• **EXERCISE BRIEF**: Carry on the passage about metabolic syndrome and cognition in schizophrenia, picking up right after its final sentence.

Taken together, it is perhaps not surprising that the majority of studies in schizophrenia suggest that the relationship between MetS and cognitive dysfunction is similar among schizophrenia patients as it is to non-psychiatrically ill individuals. MetS has a negative impact on cognition, and indeed schizophrenia patients with MetS have been reported to perform worse on measures of cognition than those with schizophrenia in the absence of MetS (9, 99, 100). Performance appears to be negatively impacted on tasks measuring processing speed, memory, attention, and reasoning in those with co-morbid MetS as compared to those with schizophrenia alone (9, 99, 100). Furthermore, this impairment has been shown to develop post-morbidly (101), suggesting that there could be an active mechanism in the developmental course of the disorder that may impair cognition as one's metabolic health declines.

With that said, not all studies have found a relationship between MetS and cognitive impairment in schizophrenia. As reviewed by Bora and colleagues, the CATIE trial stands out as the largest study which failed to find an association (102). Other studies, which may have failed to find an association between MetS and cognitive dysfunction have however found that specific aspects of MetS (i.e., hypertension) were correlated with lower cognitive scores, whereas other factors, such as increased waist circumference and dyslipidemia were less consistently associated with general impairments in cognition in schizophrenia (49, 103). Other factors, which constitute a poor metabolic profile, such as high BMI, have also not consistently been found to predict poor cognitive functioning across several cognitive domains (104). Furthermore, in one study, hyperglycemia was actually found to predict better verbal memory performance (49).

• **DATASET**:
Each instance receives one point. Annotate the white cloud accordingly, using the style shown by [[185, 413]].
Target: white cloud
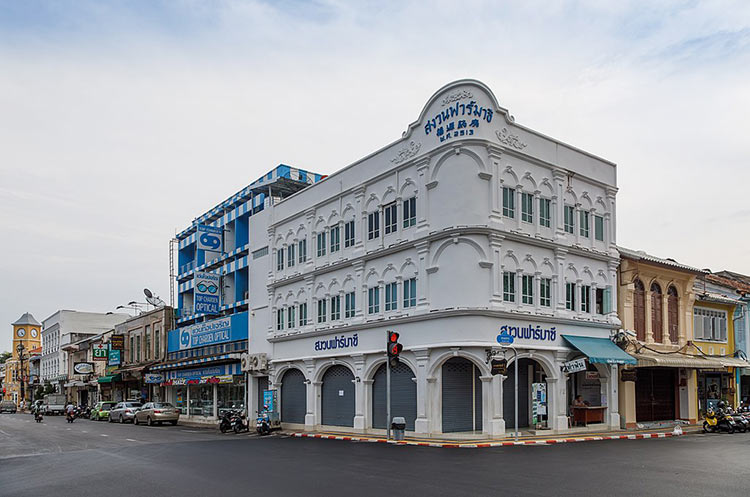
[[121, 124]]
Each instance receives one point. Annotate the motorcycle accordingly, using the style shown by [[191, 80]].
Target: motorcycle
[[238, 422], [225, 420], [262, 423], [718, 422]]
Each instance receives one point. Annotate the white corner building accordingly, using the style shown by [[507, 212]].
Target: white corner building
[[467, 226]]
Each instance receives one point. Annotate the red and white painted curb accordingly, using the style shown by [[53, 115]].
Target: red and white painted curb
[[551, 441]]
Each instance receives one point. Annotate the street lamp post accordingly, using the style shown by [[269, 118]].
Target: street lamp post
[[20, 349]]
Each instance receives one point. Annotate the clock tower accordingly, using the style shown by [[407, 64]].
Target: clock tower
[[27, 335]]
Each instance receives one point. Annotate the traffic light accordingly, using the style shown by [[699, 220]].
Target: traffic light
[[393, 348]]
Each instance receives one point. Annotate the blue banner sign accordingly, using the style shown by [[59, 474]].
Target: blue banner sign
[[209, 238], [530, 332], [228, 329], [206, 293]]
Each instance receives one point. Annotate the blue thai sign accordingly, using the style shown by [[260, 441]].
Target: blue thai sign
[[458, 120], [341, 342], [229, 329], [209, 238], [529, 332], [206, 293]]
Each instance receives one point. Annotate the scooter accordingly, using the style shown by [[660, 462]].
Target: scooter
[[262, 423], [717, 423]]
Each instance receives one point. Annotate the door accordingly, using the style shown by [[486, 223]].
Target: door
[[655, 394], [403, 396], [293, 397], [524, 395], [338, 397], [462, 396]]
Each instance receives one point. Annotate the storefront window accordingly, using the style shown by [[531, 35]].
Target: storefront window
[[180, 398], [201, 400], [230, 397]]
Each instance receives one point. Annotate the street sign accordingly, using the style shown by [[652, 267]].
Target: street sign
[[504, 339], [499, 366], [100, 351], [574, 366]]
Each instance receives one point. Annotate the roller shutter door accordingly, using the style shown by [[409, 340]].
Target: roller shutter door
[[338, 397], [293, 397], [403, 396], [462, 396], [523, 395]]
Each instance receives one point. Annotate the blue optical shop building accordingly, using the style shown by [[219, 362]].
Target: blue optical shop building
[[202, 374]]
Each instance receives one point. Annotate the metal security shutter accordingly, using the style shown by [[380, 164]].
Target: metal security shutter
[[523, 395], [293, 397], [262, 385], [403, 396], [338, 397], [462, 396]]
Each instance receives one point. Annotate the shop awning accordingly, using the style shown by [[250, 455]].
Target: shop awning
[[600, 350], [110, 379], [651, 359]]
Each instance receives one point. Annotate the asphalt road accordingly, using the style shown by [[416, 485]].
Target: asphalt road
[[91, 458]]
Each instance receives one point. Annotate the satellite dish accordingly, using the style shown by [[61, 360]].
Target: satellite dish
[[153, 299]]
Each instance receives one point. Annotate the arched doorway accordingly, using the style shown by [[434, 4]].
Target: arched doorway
[[673, 313], [403, 396], [293, 397], [657, 323], [337, 401], [462, 396], [529, 372], [639, 310]]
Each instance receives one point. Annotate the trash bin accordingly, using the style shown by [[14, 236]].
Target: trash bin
[[398, 426]]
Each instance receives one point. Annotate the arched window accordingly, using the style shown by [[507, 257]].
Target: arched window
[[672, 311], [657, 323], [639, 310]]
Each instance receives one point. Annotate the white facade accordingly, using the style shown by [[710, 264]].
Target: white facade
[[471, 237], [56, 332]]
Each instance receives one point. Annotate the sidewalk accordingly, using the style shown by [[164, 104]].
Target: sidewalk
[[503, 442]]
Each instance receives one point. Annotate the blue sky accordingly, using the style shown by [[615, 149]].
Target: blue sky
[[111, 109]]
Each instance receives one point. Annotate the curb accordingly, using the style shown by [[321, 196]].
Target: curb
[[455, 445]]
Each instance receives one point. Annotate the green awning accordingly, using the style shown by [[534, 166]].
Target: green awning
[[600, 350], [110, 379]]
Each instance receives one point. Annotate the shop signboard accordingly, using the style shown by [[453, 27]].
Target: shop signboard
[[574, 366], [100, 351], [114, 357], [206, 293], [117, 342], [209, 238], [222, 330], [153, 378], [83, 367]]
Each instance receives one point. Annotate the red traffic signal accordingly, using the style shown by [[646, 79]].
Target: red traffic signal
[[393, 348]]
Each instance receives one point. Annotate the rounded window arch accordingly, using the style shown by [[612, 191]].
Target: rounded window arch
[[639, 310], [657, 323], [673, 303]]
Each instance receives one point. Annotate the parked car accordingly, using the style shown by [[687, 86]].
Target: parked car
[[124, 412], [8, 406], [101, 410], [157, 412]]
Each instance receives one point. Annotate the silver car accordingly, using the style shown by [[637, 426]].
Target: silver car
[[157, 413], [124, 412]]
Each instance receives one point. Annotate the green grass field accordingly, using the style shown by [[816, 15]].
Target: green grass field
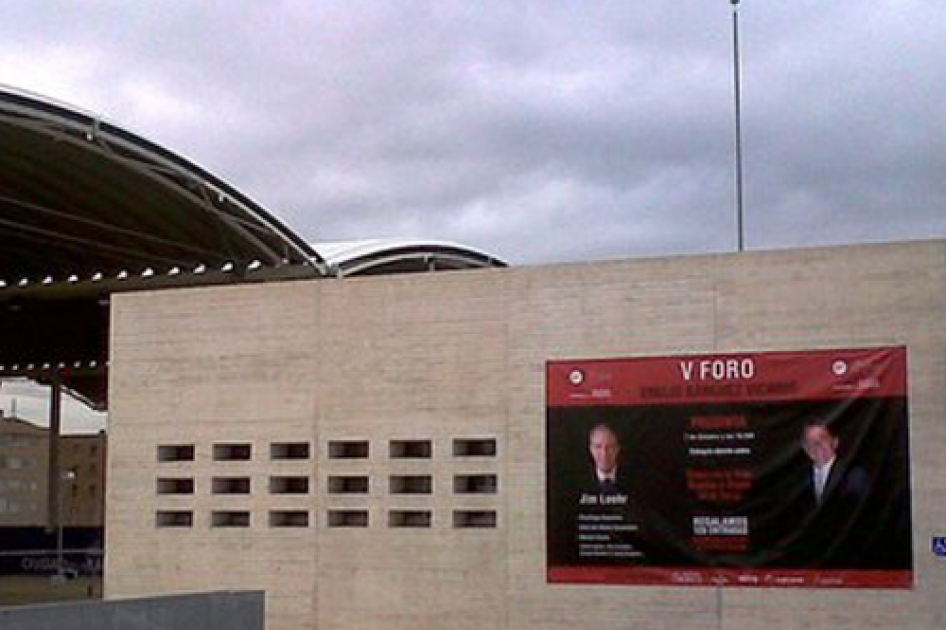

• **REPLY**:
The discrepancy in the schizophrenia literature examining associations between metabolic comorbidity and cognitive deficits could, in part, be attributable to the amalgamation of diverse metabolic aberrations under the common umbrella of MetS (i.e., considering MetS as merely a binary factor) and suggest value in considering cognition alongside individual metabolic symptoms. Indeed, studies that failed to find a relationship between metabolic aberrations and cognitive functioning, such as CATIE study (102), also did not examine effects of individual components of MetS in relation to cognition. This suggests that individual metabolic outcomes might interact independently with cognitive abilities and should be studied as distinct entities to understand the relationship between metabolic and cognitive parameters better (102).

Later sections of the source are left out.